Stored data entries
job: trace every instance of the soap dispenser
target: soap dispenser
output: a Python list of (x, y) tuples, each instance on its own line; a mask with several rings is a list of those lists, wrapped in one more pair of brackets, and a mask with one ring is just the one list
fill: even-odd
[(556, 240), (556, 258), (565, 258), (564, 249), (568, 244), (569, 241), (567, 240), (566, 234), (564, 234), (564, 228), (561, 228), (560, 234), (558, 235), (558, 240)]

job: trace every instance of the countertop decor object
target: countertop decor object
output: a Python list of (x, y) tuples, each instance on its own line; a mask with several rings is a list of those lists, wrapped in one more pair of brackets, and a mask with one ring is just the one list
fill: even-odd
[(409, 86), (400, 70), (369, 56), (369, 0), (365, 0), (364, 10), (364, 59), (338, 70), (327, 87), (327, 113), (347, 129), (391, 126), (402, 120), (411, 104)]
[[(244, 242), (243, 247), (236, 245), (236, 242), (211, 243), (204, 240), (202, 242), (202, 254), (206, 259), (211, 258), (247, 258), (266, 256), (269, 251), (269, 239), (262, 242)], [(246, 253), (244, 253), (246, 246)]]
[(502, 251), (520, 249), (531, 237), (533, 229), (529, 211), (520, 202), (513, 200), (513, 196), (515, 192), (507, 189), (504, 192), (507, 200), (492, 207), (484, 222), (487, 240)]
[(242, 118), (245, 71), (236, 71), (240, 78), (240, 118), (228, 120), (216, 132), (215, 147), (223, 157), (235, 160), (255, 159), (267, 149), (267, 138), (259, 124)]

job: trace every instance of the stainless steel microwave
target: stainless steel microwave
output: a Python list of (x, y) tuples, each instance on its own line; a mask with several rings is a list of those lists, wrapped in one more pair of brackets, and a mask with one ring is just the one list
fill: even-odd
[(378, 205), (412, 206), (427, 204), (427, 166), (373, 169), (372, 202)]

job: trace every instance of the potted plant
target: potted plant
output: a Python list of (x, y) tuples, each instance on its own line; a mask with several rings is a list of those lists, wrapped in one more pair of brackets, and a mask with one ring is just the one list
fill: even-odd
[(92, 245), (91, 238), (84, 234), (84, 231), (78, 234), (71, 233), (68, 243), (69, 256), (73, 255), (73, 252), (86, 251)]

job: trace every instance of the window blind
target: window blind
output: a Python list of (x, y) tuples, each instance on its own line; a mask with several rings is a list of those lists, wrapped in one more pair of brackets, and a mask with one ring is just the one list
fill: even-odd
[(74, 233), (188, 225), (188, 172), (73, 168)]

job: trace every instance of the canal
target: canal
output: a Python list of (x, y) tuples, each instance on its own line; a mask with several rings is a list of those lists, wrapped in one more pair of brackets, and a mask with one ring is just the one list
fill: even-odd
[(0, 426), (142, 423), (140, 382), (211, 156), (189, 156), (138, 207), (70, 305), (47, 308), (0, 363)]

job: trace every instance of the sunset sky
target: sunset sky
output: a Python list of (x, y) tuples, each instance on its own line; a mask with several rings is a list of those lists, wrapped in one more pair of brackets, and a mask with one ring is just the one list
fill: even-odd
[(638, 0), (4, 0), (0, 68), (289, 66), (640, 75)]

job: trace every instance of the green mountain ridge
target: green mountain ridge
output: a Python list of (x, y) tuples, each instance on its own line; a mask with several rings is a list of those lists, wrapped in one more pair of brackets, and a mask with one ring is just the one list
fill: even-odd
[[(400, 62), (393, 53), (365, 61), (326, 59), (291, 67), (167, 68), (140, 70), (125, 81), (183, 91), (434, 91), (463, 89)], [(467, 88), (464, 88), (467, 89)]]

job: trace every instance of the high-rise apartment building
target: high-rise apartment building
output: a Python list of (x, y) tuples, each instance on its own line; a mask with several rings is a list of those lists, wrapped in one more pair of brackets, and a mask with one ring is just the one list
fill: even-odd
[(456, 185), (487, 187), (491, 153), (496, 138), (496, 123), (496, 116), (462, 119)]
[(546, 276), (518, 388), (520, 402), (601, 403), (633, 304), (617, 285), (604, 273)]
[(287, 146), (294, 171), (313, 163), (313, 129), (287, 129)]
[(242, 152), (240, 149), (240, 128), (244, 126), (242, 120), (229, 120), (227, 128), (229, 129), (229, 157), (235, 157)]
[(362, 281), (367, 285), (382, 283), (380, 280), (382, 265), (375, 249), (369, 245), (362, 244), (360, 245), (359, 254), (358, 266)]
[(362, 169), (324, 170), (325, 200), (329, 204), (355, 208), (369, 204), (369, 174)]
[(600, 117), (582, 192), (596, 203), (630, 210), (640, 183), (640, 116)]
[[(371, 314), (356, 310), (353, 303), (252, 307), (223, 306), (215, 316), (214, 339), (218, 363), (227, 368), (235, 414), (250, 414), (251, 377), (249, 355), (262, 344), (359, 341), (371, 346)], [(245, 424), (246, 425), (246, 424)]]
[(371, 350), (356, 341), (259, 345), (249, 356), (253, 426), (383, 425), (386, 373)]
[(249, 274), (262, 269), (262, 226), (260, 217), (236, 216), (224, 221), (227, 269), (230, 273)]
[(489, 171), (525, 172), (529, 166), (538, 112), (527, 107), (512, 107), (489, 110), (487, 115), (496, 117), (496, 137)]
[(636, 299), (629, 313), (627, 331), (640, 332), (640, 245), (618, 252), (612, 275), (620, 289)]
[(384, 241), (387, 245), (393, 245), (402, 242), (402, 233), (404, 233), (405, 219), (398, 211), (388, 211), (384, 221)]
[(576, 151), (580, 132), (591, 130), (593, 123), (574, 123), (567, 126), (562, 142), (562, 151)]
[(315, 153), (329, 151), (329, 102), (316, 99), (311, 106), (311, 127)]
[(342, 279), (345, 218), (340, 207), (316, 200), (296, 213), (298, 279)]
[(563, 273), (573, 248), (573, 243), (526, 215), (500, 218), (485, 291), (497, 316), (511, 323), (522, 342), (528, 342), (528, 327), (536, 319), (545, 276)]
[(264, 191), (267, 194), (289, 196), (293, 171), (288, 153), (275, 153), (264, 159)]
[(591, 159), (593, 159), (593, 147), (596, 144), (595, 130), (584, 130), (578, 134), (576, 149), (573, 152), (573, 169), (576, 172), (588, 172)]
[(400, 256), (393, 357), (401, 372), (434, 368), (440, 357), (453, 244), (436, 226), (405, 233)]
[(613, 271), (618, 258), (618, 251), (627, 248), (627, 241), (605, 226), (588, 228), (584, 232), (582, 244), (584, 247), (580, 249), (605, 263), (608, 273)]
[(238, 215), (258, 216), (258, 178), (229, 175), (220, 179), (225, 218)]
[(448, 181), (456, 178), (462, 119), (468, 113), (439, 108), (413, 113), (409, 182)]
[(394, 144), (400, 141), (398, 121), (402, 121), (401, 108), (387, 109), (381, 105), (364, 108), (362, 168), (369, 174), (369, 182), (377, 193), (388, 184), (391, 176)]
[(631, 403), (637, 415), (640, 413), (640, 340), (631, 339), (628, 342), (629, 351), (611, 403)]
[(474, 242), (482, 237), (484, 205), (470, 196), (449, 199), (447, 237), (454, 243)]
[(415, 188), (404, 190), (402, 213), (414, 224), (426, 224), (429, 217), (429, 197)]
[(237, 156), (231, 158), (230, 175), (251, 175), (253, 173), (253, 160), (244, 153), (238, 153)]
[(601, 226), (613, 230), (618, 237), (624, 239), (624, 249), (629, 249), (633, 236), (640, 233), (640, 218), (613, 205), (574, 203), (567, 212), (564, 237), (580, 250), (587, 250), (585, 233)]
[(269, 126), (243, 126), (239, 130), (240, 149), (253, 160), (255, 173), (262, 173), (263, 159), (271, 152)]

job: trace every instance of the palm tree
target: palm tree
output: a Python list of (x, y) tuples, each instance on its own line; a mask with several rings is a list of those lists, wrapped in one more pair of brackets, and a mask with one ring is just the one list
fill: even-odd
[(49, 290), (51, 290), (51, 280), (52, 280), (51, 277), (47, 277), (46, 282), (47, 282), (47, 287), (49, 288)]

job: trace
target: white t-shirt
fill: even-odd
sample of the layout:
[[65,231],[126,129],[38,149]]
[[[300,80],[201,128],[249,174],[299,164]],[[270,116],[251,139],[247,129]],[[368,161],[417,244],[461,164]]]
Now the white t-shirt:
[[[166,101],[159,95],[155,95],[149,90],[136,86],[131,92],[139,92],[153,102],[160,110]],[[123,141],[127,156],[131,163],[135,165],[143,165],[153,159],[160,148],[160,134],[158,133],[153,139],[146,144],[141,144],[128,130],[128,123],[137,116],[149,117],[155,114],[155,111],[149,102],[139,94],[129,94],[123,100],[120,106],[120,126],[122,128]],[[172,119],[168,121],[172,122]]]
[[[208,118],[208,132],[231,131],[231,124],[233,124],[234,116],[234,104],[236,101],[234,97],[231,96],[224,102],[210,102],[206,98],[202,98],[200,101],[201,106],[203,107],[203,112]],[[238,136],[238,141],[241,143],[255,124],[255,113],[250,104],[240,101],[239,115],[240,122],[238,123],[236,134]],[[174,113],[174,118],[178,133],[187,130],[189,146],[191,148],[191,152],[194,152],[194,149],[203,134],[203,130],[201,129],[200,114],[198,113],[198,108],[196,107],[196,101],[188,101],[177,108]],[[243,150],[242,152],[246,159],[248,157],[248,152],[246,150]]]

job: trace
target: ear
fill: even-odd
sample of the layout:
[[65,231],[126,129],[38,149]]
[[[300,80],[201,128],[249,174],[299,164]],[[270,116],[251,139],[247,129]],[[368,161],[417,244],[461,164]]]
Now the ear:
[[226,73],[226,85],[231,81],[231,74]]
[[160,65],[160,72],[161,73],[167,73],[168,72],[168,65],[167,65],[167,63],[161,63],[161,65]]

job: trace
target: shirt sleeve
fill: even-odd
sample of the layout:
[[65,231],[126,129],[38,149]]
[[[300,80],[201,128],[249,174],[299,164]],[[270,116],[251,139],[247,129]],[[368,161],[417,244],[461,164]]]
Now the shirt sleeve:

• YOUR GOAL
As listed above, the lines from the line with "job: trace every instance of the canal" to the line with "target: sunset sky" are to be echoed exactly, with both ends included and nothing added.

• YOUR RESPONSE
job: trace every instance of the canal
target: canal
output: a Python list of (x, y) tuples, each instance on its own line; a mask with several rings is a list of those lists, wrapped in one more pair of brackets, and a mask with one ring is just the one list
fill: even-odd
[(0, 426), (142, 423), (140, 382), (211, 156), (189, 156), (138, 207), (70, 305), (47, 308), (0, 363)]

job: trace every instance of the sunset sky
target: sunset sky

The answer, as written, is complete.